TO DO ::
a – Repeat the passage on coastal beach access from the words "Crews in Marshfield" through "or on holidays.", swapping "renourish" for "replenish".
b – Continue the article on nonresident access to Massachusetts beaches from the point where it stops.

A huge piece of machinery moving sand along the shore at beach in Marshfield.
Crews in Marshfield worked this winter to renourish more than 700 feet of critically eroded shoreline along Bay Avenue Beach after receiving a $1.2 million grant for coastal resiliency from the state. The town allots a small number of parking spaces for nonresidents at its beaches. Jan. 17, 2024.
Courtesy of the town of Marshfield’s Planning Department

Marshfield, for example, received $1.2 million from the state last fall to help renourish critically eroded shoreline along Bay Avenue Beach but allots a small number of parking spaces for nonresidents at its beaches.

Scituate won a nearly $2 million grant last fall to replenish 26,000 cubic yards of sand and gravel at North Scituate Beach. But the coastal town sells just a few hundred beach stickers to nonresidents for $350 each — passes that are not valid on weekends or on holidays.

In Ipswich, Select Board members two weeks ago tightened beach access in their North Shore coastal town, voting to ban nonresidents from beach parking through the summer season and increase parking fines around that beach from $30 to $50.

“This will prevent non-residents from parking in the neighborhoods and walking down to beach,” Ipswich Police Chief Paul Nikas wrote in an April memo to the Select Board.

But such restrictions are frustrating for lawmakers who want to see beaches more accessible to all of the commonwealth’s residents.

SUPPLIED MATERIAL ::
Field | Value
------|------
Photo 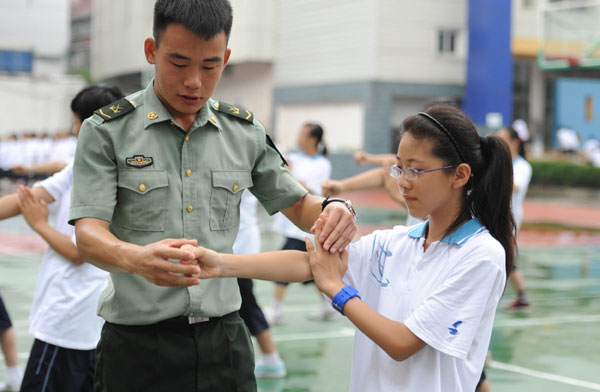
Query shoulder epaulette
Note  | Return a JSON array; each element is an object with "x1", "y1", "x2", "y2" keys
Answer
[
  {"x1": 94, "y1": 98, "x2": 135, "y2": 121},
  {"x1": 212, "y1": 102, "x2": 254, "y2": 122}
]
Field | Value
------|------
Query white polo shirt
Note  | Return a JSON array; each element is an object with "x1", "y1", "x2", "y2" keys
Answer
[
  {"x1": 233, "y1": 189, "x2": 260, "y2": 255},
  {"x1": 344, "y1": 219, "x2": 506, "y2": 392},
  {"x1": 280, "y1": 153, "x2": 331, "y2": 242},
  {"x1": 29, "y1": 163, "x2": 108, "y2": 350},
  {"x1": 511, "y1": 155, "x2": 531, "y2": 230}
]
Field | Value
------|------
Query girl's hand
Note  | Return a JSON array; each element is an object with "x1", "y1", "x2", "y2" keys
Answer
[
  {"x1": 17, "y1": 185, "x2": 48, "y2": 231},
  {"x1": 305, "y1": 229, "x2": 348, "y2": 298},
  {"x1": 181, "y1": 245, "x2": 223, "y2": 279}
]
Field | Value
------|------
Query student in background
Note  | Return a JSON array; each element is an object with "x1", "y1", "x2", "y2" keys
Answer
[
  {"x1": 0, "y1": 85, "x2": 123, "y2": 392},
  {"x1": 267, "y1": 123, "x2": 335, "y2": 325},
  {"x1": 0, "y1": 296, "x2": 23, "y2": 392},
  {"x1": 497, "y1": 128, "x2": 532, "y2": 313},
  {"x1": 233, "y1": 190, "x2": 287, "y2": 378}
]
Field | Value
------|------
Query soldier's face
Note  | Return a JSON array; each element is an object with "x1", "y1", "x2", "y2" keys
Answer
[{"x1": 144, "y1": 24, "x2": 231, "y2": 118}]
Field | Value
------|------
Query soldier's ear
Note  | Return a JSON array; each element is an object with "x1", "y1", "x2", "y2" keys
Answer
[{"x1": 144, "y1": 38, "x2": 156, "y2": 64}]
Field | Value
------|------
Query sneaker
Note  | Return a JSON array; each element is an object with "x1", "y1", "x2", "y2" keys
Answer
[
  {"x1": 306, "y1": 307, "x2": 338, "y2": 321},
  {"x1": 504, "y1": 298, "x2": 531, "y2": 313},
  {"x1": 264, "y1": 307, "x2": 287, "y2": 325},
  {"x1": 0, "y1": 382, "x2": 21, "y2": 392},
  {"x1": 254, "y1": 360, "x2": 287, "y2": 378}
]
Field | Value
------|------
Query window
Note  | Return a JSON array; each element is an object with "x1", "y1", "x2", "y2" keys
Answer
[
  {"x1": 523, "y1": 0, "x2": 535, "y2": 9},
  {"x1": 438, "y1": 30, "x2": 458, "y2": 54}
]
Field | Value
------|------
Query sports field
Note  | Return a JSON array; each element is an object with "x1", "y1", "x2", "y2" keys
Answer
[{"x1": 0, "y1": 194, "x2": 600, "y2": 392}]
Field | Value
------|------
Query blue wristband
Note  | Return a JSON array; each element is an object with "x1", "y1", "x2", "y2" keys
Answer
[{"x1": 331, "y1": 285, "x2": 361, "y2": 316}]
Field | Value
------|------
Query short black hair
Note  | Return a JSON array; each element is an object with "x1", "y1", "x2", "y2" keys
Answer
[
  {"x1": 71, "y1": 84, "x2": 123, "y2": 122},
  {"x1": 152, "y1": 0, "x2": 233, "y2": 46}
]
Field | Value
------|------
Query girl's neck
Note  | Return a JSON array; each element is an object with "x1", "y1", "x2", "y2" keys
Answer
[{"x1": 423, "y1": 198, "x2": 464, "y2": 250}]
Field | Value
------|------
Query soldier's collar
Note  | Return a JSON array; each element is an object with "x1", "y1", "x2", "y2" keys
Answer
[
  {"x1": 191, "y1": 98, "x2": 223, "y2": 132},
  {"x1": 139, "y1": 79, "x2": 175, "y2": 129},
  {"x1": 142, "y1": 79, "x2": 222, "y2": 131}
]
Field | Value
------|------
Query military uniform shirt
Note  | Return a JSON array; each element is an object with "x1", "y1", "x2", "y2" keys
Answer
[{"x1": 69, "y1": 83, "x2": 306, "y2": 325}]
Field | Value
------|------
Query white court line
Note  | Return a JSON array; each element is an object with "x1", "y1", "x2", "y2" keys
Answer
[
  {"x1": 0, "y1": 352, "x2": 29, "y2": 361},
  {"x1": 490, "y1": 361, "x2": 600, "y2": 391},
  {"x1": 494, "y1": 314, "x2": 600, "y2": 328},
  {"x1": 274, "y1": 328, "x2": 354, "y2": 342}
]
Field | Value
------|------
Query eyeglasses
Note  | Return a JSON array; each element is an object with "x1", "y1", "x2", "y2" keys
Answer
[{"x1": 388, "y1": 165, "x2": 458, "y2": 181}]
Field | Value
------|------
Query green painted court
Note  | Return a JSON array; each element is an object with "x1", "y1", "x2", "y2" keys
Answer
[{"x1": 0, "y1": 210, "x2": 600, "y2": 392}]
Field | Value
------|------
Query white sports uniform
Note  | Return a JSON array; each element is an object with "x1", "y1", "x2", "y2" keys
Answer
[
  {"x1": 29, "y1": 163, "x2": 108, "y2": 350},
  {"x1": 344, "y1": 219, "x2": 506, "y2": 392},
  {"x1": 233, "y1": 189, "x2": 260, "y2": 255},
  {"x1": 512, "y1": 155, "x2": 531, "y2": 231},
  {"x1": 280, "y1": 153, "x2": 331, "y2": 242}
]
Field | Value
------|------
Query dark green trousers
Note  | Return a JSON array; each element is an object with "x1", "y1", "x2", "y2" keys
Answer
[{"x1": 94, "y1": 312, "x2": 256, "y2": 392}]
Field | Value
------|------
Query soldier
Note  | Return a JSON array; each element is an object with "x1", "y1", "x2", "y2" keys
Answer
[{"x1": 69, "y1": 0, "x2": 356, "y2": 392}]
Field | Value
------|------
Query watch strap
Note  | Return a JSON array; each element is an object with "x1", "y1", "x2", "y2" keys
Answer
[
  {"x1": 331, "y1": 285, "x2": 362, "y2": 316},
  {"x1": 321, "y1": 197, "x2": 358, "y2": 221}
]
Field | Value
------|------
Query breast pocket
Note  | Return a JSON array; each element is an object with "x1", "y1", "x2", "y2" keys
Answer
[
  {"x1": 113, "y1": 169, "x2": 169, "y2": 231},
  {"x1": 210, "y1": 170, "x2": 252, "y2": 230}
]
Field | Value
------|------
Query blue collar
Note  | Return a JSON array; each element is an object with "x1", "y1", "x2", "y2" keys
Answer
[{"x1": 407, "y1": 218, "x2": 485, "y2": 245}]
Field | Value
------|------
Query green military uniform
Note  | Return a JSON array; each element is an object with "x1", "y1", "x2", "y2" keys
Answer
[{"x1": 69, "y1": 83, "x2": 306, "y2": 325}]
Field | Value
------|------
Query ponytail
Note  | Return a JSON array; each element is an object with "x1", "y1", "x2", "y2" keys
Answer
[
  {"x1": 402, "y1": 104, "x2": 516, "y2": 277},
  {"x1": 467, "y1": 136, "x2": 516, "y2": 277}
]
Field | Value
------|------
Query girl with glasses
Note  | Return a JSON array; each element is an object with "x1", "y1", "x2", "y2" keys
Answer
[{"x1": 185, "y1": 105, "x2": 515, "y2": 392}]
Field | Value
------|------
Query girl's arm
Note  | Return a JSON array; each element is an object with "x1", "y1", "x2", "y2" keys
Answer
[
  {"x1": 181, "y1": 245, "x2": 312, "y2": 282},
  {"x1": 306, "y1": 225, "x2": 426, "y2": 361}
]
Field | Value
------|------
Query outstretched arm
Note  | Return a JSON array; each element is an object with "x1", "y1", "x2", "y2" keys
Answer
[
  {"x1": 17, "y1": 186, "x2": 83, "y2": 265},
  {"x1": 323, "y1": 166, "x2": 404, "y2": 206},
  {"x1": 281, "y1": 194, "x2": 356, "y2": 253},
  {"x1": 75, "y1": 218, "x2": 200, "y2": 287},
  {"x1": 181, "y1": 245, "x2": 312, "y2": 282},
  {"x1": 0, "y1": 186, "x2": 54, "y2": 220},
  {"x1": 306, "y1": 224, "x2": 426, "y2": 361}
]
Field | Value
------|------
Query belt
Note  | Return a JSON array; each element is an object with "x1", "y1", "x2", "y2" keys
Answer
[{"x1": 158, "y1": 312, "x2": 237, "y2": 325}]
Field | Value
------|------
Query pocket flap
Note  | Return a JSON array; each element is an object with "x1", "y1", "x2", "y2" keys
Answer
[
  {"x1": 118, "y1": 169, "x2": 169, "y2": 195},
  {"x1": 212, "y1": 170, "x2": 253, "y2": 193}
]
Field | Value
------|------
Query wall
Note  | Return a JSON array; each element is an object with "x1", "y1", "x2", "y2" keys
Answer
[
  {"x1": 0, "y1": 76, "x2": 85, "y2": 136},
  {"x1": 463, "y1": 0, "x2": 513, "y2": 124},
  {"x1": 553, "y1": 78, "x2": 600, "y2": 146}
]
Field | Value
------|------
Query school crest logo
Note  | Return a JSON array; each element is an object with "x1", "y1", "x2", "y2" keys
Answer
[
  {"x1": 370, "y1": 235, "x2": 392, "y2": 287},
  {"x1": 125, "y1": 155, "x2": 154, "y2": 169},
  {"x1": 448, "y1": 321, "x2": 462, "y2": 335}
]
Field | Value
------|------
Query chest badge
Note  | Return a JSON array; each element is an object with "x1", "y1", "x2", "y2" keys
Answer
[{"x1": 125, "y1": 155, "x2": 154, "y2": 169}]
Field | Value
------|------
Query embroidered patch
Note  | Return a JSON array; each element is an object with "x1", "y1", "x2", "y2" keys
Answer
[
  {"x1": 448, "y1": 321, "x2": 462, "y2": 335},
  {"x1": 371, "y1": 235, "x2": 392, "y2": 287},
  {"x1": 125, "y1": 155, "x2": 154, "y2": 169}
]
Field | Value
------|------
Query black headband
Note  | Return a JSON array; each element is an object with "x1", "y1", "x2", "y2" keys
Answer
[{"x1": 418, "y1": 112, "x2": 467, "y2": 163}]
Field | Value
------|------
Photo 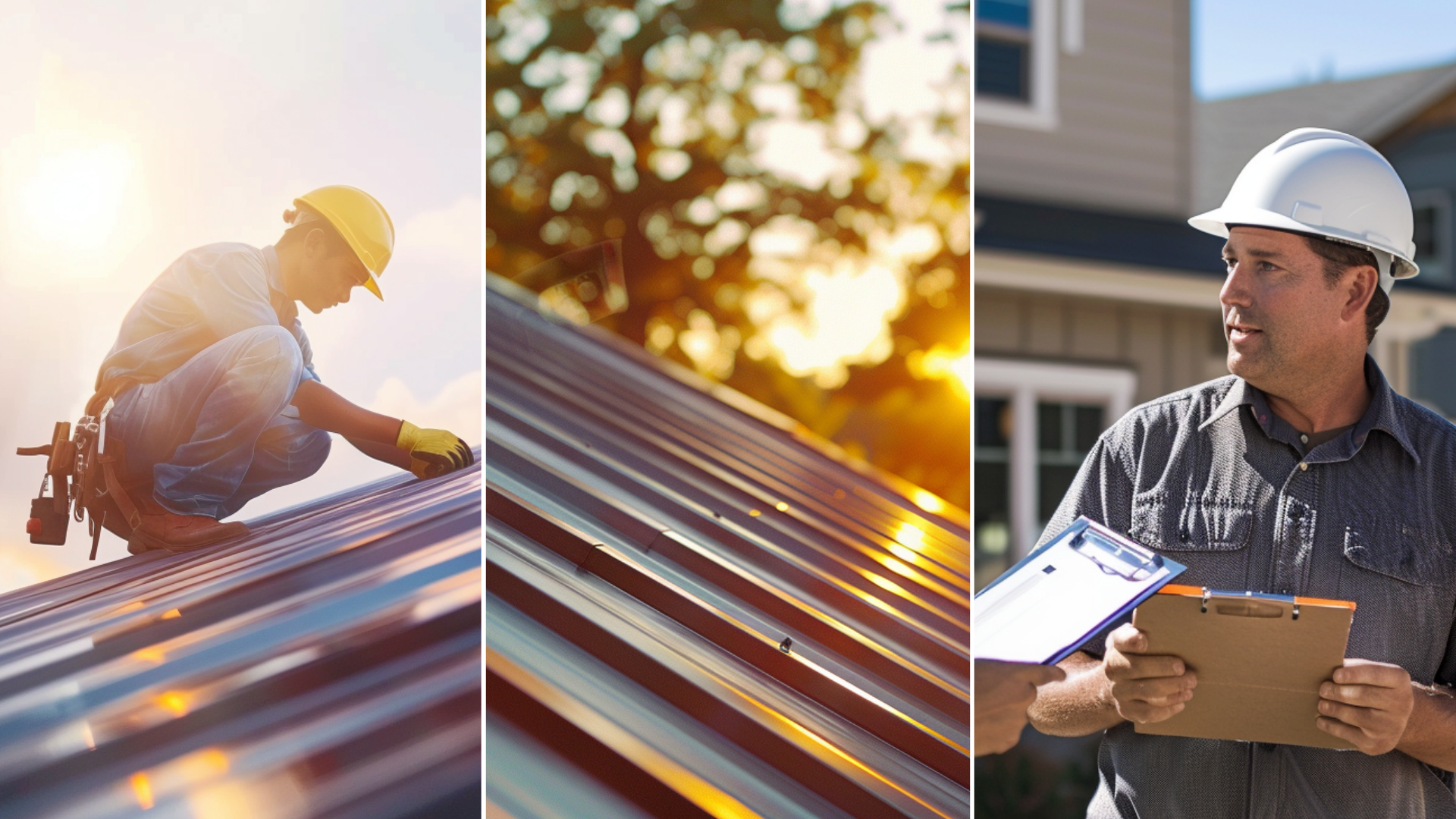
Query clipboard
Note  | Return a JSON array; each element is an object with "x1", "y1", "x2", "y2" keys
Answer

ACTIVITY ANSWERS ::
a –
Crews in Marshfield worked this winter to replenish more than 700 feet of critically eroded shoreline along Bay Avenue Beach after receiving a $1.2 million grant for coastal resiliency from the state. The town allots a small number of parking spaces for nonresidents at its beaches. Jan. 17, 2024.
Courtesy of the town of Marshfield’s Planning Department

Marshfield, for example, received $1.2 million from the state last fall to help replenish critically eroded shoreline along Bay Avenue Beach but allots a small number of parking spaces for nonresidents at its beaches.

Scituate won a nearly $2 million grant last fall to replenish 26,000 cubic yards of sand and gravel at North Scituate Beach. But the coastal town sells just a few hundred beach stickers to nonresidents for $350 each — passes that are not valid on weekends or on holidays.

b –
“Massachusetts has the most restrictive ocean-access laws in the country,” said state Rep. Dylan Fernandes, a Woods Hole Democrat, who has filed several bills to reform beach ownership statutes and local regulations that exclude nonresidents.

He has pushed back against these local practices, proposing legislation to tie public spending on coastal projects to fully open beaches. His bill would ban communities that get public funds for their beaches from charging excessive parking fees or allowing access only to residents or renters in that community.

At a hearing on the bill last fall, beachgoers shared their frustration with legislators about their feelings of injustice at the expense of getting onto coastal beaches in Massachusetts. Alex Vai of Sudbury, who volunteers with the beach access nonprofit Surfrider, was among them.

“Parking, congestion, crowding — all of these are issues that arise because people are being funneled into the 12% of Massachusetts coastline that is public,” he said.

What residents get out of beach access is “completely undervalued,” said Setha Low, a psychology and anthropology professor at the City University of New York who is editing a new book about environmental injustice at beaches.

“I don’t think that there is any public space that brings as much joy and pleasure and a sense of belonging as beaches,” said Low. “We need to be looking to our states and our cities and the federal government to try to get us more beach access.”

While officials duke it out over access, some organizations on the ground are doing what they can to give residents the benefits beaches can provide.

One grassroots project is helping dozens of neurodivergent and medically fragile youth in the state access two state-owned beaches on the weekends. The state awarded a $10,000 grant to the project run by a Rhode Island–based nonprofit called Gnome Surf.

Lynn Beach Follow
Lynn teenagers Alex Gomez, left, and Cole Kiiza, right, put finishing touches on a skiff they helped build with local boatbuilder Bob McCarty, center, as part of Kayak and Sail Lynn on May 4, 2024.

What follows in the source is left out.